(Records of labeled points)
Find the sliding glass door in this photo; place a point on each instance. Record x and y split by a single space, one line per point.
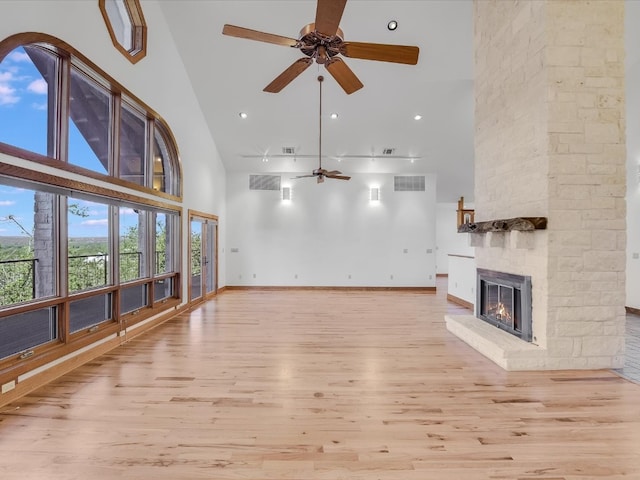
203 267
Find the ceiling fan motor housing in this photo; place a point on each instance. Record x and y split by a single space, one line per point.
315 45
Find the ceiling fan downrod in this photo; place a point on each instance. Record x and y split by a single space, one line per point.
320 80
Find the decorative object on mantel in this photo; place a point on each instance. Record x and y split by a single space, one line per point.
523 224
465 215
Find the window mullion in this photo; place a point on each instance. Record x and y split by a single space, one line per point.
148 166
61 114
116 110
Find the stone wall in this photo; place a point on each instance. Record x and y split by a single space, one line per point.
549 79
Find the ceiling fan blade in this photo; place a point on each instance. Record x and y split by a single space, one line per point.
328 16
381 52
286 77
249 34
343 75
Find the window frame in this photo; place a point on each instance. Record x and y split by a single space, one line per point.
58 149
138 48
68 341
52 173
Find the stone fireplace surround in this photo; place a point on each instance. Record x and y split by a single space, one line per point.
549 140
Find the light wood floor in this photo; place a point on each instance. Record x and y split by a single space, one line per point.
319 385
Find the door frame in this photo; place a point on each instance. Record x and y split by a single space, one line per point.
204 218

Problem to solve – Return exactly the lines from the one containing "Find the window frame" through the last line of the records above, both included, and nothing else.

Finished answer –
Find the window frame in this photo; place a point on each instance. Record x and y split by a single space, one line per point.
58 149
138 48
68 341
52 173
Find the stone fireplace surround in this photo; place a point on each instance. Record x and y split by a single space, one line per point.
549 140
Find the light wood floor in this photo; place a point on each instance. Record x and y split by a single space, one line per point.
319 385
Find the door frame in this photo; place a point on each instance. Record x and y split by a single space, one line per point.
204 218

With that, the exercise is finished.